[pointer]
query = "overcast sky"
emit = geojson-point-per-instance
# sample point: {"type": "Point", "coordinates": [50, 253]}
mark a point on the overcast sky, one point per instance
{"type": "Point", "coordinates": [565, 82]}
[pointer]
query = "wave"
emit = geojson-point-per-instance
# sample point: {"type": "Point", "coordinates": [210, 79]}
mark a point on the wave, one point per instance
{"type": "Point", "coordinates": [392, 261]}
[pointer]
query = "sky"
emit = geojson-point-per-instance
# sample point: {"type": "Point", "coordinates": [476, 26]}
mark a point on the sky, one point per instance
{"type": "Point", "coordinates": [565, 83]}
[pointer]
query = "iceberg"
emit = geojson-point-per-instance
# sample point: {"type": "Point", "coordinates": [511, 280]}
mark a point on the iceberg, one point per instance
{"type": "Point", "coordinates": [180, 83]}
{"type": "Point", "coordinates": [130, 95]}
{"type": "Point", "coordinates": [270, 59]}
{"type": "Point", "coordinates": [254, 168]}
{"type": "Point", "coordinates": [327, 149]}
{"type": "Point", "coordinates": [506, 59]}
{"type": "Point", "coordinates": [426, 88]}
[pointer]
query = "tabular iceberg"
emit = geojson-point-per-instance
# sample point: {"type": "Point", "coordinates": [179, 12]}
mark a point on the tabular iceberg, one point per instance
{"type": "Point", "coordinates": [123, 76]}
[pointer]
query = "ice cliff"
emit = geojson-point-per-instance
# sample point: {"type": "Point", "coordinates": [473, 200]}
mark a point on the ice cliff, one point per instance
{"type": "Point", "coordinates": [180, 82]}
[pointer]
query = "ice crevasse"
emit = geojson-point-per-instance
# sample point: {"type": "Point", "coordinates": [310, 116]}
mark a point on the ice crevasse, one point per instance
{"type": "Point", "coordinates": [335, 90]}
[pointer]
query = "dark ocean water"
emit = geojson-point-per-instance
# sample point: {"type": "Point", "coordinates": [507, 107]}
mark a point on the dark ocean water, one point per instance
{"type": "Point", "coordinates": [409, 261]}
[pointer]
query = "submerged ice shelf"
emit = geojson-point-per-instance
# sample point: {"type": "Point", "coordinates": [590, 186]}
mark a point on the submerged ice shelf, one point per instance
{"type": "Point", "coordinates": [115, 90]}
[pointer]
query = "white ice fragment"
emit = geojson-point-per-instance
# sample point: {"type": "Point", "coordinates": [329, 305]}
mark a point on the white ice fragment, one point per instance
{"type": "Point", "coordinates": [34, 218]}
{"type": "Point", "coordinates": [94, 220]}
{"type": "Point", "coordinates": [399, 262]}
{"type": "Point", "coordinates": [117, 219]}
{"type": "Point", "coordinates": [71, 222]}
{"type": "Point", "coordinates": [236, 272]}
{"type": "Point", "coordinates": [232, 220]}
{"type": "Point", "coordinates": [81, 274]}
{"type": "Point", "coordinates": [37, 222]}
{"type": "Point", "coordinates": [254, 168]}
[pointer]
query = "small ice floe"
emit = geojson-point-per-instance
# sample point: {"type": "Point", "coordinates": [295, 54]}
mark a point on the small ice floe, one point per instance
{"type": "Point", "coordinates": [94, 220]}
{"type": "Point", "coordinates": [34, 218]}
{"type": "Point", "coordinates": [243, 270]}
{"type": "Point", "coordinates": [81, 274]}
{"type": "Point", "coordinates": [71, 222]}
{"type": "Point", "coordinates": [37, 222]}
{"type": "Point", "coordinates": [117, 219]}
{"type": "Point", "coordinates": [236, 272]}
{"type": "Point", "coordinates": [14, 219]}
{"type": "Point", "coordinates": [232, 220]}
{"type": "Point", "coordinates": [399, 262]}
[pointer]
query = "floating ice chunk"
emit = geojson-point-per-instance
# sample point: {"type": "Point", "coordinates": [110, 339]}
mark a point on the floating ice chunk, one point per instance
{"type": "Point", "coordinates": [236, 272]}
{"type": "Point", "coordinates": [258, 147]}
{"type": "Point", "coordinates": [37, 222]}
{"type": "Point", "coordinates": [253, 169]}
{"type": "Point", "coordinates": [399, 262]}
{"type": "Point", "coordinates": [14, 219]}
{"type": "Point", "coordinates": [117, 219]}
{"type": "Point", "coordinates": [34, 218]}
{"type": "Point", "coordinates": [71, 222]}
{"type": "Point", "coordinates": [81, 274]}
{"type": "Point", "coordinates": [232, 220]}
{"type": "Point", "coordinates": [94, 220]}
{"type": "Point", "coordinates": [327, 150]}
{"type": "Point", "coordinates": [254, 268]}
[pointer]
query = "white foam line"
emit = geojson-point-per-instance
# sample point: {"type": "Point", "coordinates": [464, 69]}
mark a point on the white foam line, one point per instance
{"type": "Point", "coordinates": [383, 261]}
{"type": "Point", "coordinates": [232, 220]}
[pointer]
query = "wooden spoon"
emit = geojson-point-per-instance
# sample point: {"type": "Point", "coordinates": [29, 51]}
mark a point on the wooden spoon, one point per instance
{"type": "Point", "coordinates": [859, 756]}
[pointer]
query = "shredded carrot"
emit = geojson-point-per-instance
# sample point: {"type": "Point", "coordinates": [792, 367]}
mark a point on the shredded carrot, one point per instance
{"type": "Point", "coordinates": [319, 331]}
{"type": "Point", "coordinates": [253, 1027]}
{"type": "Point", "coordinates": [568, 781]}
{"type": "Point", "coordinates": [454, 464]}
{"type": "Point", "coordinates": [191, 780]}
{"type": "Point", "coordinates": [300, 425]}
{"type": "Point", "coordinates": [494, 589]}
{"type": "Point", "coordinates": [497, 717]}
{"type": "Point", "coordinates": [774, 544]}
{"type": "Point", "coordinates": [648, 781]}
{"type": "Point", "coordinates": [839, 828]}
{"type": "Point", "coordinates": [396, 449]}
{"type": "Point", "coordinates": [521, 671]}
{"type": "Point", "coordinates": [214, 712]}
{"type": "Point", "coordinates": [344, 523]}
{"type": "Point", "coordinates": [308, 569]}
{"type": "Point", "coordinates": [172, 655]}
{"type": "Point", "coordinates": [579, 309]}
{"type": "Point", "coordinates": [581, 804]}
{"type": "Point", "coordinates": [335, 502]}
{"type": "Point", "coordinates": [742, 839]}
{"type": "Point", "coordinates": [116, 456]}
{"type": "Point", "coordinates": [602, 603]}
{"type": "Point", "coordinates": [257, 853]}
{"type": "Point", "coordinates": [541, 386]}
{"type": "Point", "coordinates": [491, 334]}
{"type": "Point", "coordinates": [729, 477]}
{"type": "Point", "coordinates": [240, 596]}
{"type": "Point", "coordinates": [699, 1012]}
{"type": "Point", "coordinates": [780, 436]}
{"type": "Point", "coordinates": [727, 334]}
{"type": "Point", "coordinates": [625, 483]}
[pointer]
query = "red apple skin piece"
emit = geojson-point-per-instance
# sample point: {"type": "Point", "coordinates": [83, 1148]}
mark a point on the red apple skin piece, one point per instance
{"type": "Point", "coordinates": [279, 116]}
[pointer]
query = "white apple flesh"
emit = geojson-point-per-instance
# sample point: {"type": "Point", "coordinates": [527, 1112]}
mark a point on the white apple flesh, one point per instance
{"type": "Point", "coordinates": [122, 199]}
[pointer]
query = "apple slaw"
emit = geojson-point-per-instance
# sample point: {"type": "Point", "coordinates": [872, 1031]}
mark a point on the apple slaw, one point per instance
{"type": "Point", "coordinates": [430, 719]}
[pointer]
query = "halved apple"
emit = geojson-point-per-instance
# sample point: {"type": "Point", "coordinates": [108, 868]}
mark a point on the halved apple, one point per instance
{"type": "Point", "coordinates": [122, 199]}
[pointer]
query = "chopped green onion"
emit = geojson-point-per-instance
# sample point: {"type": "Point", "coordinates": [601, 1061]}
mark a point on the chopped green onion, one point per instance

**WHAT TO WORK ON**
Restate the records, all of them, precisely as written.

**SOLVED PROBLEM**
[pointer]
query = "overcast sky"
emit = geojson-point-per-instance
# sample point: {"type": "Point", "coordinates": [50, 253]}
mark a point on the overcast sky, one point per instance
{"type": "Point", "coordinates": [565, 82]}
[pointer]
query = "wave"
emit = geojson-point-per-instance
# sample point: {"type": "Point", "coordinates": [210, 79]}
mark a point on the wave, one point per instance
{"type": "Point", "coordinates": [392, 261]}
[pointer]
query = "sky"
emit = geojson-point-per-instance
# sample point: {"type": "Point", "coordinates": [476, 26]}
mark a point on the sky, one point per instance
{"type": "Point", "coordinates": [565, 83]}
[pointer]
query = "iceberg"
emit = geojson-point-per-instance
# sample point: {"type": "Point", "coordinates": [511, 280]}
mark a point on the iceberg, one point per instance
{"type": "Point", "coordinates": [180, 83]}
{"type": "Point", "coordinates": [130, 95]}
{"type": "Point", "coordinates": [270, 59]}
{"type": "Point", "coordinates": [254, 168]}
{"type": "Point", "coordinates": [327, 149]}
{"type": "Point", "coordinates": [506, 59]}
{"type": "Point", "coordinates": [426, 88]}
[pointer]
query = "tabular iceberg"
emit = geojson-point-per-instance
# sample point: {"type": "Point", "coordinates": [179, 12]}
mark a point on the tabular iceberg, one point per instance
{"type": "Point", "coordinates": [123, 76]}
[pointer]
query = "ice cliff"
emit = geojson-point-per-instance
# sample point: {"type": "Point", "coordinates": [473, 200]}
mark a point on the ice cliff, one point per instance
{"type": "Point", "coordinates": [180, 82]}
[pointer]
query = "ice crevasse"
emit = geojson-point-per-instance
# sample point: {"type": "Point", "coordinates": [310, 116]}
mark a point on the ice crevasse, one point per instance
{"type": "Point", "coordinates": [335, 90]}
[pointer]
query = "dark ocean water"
emit = geojson-point-per-instance
# sample point: {"type": "Point", "coordinates": [507, 107]}
mark a point on the dark ocean water, one point per instance
{"type": "Point", "coordinates": [409, 261]}
[pointer]
query = "submerged ice shelf"
emit = geojson-point-per-instance
# sample point: {"type": "Point", "coordinates": [590, 186]}
mark a point on the submerged ice shelf, one point per instance
{"type": "Point", "coordinates": [115, 90]}
[pointer]
query = "white ice fragment"
emit = geojson-point-per-instance
# sample point: {"type": "Point", "coordinates": [329, 305]}
mark a point on the white ice fragment, one point per instance
{"type": "Point", "coordinates": [34, 218]}
{"type": "Point", "coordinates": [94, 220]}
{"type": "Point", "coordinates": [399, 262]}
{"type": "Point", "coordinates": [117, 219]}
{"type": "Point", "coordinates": [71, 222]}
{"type": "Point", "coordinates": [236, 272]}
{"type": "Point", "coordinates": [232, 220]}
{"type": "Point", "coordinates": [81, 274]}
{"type": "Point", "coordinates": [37, 222]}
{"type": "Point", "coordinates": [254, 168]}
[pointer]
query = "small ice floe"
emit = geojson-point-per-instance
# sample point: {"type": "Point", "coordinates": [295, 54]}
mark a point on the small ice floe, one point per instance
{"type": "Point", "coordinates": [94, 220]}
{"type": "Point", "coordinates": [34, 218]}
{"type": "Point", "coordinates": [243, 270]}
{"type": "Point", "coordinates": [81, 274]}
{"type": "Point", "coordinates": [71, 222]}
{"type": "Point", "coordinates": [37, 222]}
{"type": "Point", "coordinates": [117, 219]}
{"type": "Point", "coordinates": [236, 272]}
{"type": "Point", "coordinates": [14, 219]}
{"type": "Point", "coordinates": [232, 220]}
{"type": "Point", "coordinates": [399, 262]}
[pointer]
query = "floating ice chunk"
emit = geojson-point-per-instance
# sample point: {"type": "Point", "coordinates": [110, 339]}
mark a point on the floating ice chunk, one point per instance
{"type": "Point", "coordinates": [236, 272]}
{"type": "Point", "coordinates": [258, 147]}
{"type": "Point", "coordinates": [37, 222]}
{"type": "Point", "coordinates": [253, 169]}
{"type": "Point", "coordinates": [399, 262]}
{"type": "Point", "coordinates": [14, 219]}
{"type": "Point", "coordinates": [117, 219]}
{"type": "Point", "coordinates": [34, 218]}
{"type": "Point", "coordinates": [71, 222]}
{"type": "Point", "coordinates": [81, 274]}
{"type": "Point", "coordinates": [232, 220]}
{"type": "Point", "coordinates": [94, 220]}
{"type": "Point", "coordinates": [327, 150]}
{"type": "Point", "coordinates": [254, 268]}
[pointer]
query = "white foam line"
emit = geojson-point-per-instance
# sample point: {"type": "Point", "coordinates": [464, 69]}
mark a point on the white foam line, one point per instance
{"type": "Point", "coordinates": [383, 261]}
{"type": "Point", "coordinates": [232, 220]}
[pointer]
query = "wooden spoon"
emit = geojson-point-per-instance
# sample point: {"type": "Point", "coordinates": [29, 51]}
mark a point on the wooden spoon, one point per instance
{"type": "Point", "coordinates": [859, 756]}
[pointer]
query = "shredded carrot"
emit = geojson-point-per-instance
# sample point: {"type": "Point", "coordinates": [792, 367]}
mark a point on the shredded carrot, one point per instance
{"type": "Point", "coordinates": [319, 331]}
{"type": "Point", "coordinates": [253, 1027]}
{"type": "Point", "coordinates": [568, 781]}
{"type": "Point", "coordinates": [454, 464]}
{"type": "Point", "coordinates": [191, 780]}
{"type": "Point", "coordinates": [300, 425]}
{"type": "Point", "coordinates": [494, 589]}
{"type": "Point", "coordinates": [497, 717]}
{"type": "Point", "coordinates": [774, 544]}
{"type": "Point", "coordinates": [648, 781]}
{"type": "Point", "coordinates": [839, 828]}
{"type": "Point", "coordinates": [396, 449]}
{"type": "Point", "coordinates": [521, 671]}
{"type": "Point", "coordinates": [214, 712]}
{"type": "Point", "coordinates": [344, 523]}
{"type": "Point", "coordinates": [308, 569]}
{"type": "Point", "coordinates": [172, 655]}
{"type": "Point", "coordinates": [579, 309]}
{"type": "Point", "coordinates": [581, 804]}
{"type": "Point", "coordinates": [335, 502]}
{"type": "Point", "coordinates": [742, 839]}
{"type": "Point", "coordinates": [116, 456]}
{"type": "Point", "coordinates": [602, 603]}
{"type": "Point", "coordinates": [257, 853]}
{"type": "Point", "coordinates": [541, 386]}
{"type": "Point", "coordinates": [491, 334]}
{"type": "Point", "coordinates": [729, 477]}
{"type": "Point", "coordinates": [240, 596]}
{"type": "Point", "coordinates": [699, 1012]}
{"type": "Point", "coordinates": [780, 436]}
{"type": "Point", "coordinates": [727, 334]}
{"type": "Point", "coordinates": [625, 483]}
[pointer]
query = "red apple skin piece"
emit = geojson-point-per-instance
# sample point: {"type": "Point", "coordinates": [83, 1148]}
mark a point on the red apple skin piece, one point per instance
{"type": "Point", "coordinates": [279, 116]}
[pointer]
query = "white apple flesh"
emit = geojson-point-per-instance
# sample point: {"type": "Point", "coordinates": [527, 1112]}
mark a point on the white apple flesh, one point per instance
{"type": "Point", "coordinates": [122, 199]}
[pointer]
query = "apple slaw"
emit = geojson-point-per-instance
# sample point: {"type": "Point", "coordinates": [872, 1031]}
mark a point on the apple slaw, one point per instance
{"type": "Point", "coordinates": [430, 719]}
[pointer]
query = "halved apple"
emit = geojson-point-per-instance
# sample point: {"type": "Point", "coordinates": [108, 868]}
mark a point on the halved apple, one point per instance
{"type": "Point", "coordinates": [122, 199]}
[pointer]
query = "chopped green onion"
emit = geojson-point-per-instance
# sample point: {"type": "Point", "coordinates": [601, 1061]}
mark a point on the chopped green onion, one point per instance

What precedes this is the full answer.